- _STATED TASK_
Please pull out every line in the items below that contains the word "white", and copy each of those lines in full.

- _EXTRACTED MATERIAL_
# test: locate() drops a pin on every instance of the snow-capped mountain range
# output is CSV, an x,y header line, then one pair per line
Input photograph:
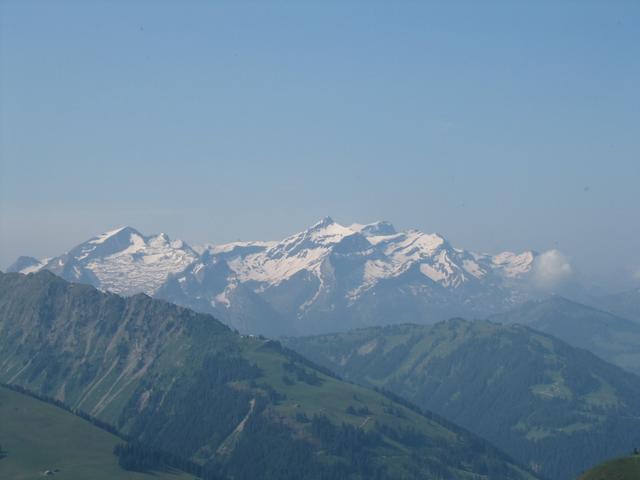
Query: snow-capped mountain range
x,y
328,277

--

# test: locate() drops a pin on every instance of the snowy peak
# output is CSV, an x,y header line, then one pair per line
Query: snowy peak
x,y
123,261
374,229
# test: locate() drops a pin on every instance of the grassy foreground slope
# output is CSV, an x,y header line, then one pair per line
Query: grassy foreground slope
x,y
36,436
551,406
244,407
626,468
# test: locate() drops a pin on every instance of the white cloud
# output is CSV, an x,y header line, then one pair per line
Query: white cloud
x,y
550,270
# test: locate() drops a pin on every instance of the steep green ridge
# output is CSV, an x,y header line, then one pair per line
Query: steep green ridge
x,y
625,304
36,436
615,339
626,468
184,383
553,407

--

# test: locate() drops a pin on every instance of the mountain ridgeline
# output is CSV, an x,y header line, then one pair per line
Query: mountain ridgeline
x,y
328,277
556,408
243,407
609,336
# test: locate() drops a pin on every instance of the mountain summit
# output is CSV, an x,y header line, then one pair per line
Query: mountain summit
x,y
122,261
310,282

- _SOLUTION_
# test: locate() drops a pin on every instance of the white cloud
Query: white cloud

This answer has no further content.